TASK INSTRUCTIONS:
Put the records from the first line up to and including the line with "point(407, 149)" into a Markdown table with the columns Row and Text, numbering each line and leaving out blank lines.

DATA FOR THIS EXERCISE:

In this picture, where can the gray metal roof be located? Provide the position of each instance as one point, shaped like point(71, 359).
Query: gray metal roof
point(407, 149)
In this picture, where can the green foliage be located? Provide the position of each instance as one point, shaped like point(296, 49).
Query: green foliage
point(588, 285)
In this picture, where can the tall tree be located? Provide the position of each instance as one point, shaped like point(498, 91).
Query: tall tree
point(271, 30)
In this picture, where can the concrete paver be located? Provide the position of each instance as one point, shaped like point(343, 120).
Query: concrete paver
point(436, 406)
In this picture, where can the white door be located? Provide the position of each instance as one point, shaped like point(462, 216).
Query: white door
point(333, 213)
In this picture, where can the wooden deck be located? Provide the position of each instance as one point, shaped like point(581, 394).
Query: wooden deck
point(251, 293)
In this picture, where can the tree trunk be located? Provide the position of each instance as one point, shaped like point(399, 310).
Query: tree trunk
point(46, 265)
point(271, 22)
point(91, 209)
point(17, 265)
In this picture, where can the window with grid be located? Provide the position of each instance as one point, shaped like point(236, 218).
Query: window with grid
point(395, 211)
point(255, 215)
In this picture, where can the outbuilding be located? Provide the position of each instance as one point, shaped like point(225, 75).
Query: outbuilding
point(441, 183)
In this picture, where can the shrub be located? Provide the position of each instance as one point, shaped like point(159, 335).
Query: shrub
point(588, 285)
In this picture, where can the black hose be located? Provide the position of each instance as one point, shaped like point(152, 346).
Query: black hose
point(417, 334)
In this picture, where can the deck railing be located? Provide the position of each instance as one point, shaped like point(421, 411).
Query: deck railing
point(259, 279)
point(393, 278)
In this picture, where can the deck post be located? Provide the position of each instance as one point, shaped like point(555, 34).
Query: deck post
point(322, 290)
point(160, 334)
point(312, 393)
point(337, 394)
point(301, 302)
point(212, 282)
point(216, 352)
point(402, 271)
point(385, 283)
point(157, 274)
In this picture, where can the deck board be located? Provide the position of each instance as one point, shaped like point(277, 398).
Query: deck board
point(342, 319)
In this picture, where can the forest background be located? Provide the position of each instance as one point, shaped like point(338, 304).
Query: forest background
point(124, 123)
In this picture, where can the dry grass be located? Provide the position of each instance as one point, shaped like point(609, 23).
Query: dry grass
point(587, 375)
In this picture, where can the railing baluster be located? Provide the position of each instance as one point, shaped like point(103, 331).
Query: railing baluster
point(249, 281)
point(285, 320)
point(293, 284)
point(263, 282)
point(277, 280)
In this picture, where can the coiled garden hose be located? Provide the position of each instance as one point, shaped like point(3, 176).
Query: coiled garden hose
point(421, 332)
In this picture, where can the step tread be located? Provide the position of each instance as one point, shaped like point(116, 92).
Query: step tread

FINISHED TASK:
| Row | Text |
|---|---|
| 1 | In this picture, where can the gray metal roof be located? Provide the position of each instance as one point, shaped like point(71, 359). |
| 2 | Query: gray metal roof |
| 3 | point(407, 149) |